**REQUIREMENT**: The reply to the records below should contain exactly the lines from the line with "written like [333,331]." through the line with "written like [260,155].", and nothing besides.

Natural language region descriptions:
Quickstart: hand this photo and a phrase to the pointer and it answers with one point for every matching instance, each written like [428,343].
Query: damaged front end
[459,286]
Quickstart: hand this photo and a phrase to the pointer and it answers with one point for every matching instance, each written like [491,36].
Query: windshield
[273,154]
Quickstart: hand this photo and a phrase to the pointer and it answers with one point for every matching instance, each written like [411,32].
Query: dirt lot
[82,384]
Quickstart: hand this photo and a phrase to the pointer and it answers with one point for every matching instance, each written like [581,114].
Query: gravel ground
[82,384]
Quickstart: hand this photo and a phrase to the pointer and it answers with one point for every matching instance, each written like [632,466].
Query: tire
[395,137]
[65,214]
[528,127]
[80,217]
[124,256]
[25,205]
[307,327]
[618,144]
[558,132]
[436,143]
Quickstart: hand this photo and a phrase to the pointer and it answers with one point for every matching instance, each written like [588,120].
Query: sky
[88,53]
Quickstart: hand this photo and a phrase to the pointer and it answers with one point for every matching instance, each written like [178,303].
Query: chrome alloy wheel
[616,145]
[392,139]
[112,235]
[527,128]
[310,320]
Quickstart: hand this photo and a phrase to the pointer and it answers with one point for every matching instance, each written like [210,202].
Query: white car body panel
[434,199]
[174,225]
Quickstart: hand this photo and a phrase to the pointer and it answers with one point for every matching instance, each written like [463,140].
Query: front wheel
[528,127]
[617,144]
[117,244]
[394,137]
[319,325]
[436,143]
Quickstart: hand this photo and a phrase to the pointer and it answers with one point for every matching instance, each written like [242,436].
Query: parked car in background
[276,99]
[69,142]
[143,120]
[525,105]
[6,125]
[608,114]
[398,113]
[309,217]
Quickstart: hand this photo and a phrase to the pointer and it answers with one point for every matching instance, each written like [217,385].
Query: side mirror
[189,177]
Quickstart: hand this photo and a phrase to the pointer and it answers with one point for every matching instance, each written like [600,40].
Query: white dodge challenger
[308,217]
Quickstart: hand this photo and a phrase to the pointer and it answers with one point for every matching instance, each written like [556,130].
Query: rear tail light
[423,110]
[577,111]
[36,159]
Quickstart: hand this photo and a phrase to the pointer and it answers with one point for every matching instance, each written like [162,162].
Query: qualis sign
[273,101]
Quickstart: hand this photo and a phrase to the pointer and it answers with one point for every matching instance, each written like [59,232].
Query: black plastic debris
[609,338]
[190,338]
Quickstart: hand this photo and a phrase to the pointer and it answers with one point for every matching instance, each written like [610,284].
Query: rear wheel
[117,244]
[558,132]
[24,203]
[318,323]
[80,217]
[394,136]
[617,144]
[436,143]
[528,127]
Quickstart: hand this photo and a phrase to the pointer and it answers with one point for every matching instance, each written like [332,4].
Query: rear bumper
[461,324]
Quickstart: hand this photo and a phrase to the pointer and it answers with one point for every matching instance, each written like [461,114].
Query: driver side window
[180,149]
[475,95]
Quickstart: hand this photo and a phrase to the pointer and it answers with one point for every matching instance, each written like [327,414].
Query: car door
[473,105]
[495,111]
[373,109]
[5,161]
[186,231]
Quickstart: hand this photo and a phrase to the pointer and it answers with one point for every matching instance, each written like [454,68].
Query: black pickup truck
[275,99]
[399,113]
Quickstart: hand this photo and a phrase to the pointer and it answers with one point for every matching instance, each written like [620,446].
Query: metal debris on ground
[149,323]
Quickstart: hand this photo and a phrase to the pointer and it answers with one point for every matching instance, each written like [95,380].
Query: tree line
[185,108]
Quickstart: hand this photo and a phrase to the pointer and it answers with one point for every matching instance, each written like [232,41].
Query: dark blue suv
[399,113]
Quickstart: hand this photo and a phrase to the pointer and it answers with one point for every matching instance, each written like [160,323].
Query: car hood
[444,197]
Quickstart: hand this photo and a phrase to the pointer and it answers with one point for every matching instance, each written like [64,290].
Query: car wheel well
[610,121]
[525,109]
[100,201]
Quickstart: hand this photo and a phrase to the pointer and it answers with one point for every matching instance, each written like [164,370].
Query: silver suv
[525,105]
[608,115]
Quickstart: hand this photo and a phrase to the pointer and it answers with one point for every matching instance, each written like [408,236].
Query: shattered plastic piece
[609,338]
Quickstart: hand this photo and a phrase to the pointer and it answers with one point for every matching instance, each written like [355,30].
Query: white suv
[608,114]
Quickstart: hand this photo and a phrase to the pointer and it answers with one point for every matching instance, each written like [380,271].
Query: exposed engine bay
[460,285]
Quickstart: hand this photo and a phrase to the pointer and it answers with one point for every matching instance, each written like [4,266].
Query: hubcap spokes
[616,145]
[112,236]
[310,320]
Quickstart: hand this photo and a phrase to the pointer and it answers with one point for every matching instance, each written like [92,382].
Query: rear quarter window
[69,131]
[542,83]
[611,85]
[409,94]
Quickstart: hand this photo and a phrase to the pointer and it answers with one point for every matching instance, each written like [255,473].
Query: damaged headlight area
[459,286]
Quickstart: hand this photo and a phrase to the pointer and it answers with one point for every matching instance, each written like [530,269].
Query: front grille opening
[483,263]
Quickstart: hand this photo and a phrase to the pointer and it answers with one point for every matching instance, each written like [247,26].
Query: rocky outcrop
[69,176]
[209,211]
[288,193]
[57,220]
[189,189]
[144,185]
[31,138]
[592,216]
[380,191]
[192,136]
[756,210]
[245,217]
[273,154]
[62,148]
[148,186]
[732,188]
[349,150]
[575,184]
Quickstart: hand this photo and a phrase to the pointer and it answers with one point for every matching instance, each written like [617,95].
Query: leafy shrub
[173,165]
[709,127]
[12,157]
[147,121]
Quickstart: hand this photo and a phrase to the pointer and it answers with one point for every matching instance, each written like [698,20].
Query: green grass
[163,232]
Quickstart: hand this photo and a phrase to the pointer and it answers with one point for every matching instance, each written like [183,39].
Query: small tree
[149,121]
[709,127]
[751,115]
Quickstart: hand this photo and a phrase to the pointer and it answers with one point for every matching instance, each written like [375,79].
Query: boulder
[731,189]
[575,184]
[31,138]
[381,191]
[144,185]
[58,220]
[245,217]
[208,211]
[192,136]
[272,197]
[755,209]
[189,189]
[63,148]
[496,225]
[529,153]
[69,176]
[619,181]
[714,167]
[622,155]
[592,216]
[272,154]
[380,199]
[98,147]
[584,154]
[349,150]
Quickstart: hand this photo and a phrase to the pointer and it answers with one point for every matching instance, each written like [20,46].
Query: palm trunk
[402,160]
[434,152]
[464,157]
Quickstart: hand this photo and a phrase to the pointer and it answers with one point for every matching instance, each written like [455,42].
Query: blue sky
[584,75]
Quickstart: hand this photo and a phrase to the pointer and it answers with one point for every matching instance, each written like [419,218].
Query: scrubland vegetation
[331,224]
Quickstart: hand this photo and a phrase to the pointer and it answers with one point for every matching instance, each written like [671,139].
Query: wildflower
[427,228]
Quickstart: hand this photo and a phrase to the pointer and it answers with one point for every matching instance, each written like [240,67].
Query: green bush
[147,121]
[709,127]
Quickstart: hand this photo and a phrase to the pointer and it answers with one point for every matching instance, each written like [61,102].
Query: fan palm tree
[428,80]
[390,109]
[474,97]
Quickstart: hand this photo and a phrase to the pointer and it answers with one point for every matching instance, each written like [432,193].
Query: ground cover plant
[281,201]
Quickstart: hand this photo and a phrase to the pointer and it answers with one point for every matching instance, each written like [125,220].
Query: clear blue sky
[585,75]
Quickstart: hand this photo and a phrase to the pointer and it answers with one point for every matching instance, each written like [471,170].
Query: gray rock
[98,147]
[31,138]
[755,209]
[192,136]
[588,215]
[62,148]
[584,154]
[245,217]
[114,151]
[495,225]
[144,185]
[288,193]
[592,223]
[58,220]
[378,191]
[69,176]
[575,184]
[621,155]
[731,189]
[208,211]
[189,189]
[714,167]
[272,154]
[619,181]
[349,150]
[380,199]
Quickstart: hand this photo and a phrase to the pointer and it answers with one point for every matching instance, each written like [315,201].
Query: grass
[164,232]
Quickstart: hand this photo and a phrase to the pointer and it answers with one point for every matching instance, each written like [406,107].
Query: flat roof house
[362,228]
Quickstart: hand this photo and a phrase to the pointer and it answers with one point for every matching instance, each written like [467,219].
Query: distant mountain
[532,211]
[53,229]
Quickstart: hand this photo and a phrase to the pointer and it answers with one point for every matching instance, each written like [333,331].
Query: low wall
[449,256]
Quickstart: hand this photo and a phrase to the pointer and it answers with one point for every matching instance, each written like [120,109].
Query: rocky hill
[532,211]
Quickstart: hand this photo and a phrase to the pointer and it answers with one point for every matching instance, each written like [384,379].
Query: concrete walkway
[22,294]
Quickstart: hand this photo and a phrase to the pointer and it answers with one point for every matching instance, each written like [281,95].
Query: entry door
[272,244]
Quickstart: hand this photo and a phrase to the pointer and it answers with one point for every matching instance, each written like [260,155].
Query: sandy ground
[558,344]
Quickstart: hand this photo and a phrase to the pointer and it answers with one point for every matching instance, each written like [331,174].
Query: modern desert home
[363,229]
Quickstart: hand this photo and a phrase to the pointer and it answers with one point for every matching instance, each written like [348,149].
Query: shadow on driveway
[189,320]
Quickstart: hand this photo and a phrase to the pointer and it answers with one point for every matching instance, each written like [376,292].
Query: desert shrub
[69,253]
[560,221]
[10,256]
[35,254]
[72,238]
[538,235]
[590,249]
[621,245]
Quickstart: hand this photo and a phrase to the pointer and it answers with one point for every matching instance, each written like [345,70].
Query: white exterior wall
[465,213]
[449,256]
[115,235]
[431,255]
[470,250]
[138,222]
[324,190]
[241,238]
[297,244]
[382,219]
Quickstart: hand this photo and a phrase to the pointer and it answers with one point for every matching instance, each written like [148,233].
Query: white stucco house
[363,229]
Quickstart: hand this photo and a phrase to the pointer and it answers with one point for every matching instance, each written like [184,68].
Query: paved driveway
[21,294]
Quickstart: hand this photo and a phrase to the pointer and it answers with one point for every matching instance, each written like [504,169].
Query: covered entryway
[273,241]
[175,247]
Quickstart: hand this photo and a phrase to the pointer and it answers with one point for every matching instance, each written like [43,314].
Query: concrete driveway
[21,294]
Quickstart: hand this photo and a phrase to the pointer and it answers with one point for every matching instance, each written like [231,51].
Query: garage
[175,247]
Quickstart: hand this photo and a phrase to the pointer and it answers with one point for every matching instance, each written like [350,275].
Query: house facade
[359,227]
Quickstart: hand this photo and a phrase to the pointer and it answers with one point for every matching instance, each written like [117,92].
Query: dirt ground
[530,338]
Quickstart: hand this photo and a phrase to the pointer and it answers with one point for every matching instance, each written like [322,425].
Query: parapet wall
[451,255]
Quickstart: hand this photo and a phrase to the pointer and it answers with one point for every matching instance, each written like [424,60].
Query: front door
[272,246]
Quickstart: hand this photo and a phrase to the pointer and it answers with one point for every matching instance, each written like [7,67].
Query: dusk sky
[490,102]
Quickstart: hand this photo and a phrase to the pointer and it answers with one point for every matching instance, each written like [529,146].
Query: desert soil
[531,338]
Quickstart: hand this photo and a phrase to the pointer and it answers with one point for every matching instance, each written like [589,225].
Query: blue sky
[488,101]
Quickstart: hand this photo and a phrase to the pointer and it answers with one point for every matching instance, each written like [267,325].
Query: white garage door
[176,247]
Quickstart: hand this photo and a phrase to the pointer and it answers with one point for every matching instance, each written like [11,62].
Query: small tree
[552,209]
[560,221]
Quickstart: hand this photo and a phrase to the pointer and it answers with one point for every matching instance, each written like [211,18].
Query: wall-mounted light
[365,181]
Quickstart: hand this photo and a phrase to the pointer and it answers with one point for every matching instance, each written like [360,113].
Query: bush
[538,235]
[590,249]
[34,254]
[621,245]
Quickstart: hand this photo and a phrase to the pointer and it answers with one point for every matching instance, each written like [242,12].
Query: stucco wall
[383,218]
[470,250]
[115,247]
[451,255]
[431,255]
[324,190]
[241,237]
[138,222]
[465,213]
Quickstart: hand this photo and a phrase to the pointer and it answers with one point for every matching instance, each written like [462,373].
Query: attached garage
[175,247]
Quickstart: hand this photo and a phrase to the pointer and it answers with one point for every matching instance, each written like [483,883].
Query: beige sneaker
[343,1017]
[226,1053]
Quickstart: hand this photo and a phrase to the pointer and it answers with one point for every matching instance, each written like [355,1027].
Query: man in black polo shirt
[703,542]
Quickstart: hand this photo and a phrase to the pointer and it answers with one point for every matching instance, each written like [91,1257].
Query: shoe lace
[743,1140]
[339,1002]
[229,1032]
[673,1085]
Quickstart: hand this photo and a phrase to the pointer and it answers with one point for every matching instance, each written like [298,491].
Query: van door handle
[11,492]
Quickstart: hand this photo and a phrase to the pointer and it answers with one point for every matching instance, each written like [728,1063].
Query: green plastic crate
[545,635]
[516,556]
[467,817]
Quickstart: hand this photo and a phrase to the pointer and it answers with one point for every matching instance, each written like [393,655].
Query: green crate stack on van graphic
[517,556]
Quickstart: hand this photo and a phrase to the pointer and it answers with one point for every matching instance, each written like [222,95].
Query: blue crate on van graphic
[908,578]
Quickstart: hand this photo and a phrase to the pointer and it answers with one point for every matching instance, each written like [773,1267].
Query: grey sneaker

**THE ANSWER**:
Quickstart: hand this photo and a phrase to the pointer and it answers with one point for every matching instance, each written like [333,331].
Query: low wall
[449,256]
Quickstart: hand this photo and a phrase to the pointer and it answers with one point for every matching instance, each written like [120,109].
Query: rocky hill
[532,211]
Quickstart: hand this photo and a phrase to the pointer and it answers with one point for every matching instance, each written like [384,379].
Query: concrete walkway
[22,294]
Quickstart: hand this photo and a phrase to the pointer and it answers with one point for every matching instance, each written like [281,95].
Query: entry door
[272,244]
Quickstart: hand this photo and a phrase to the pointer and it answers with one point for every matching instance, each written like [260,155].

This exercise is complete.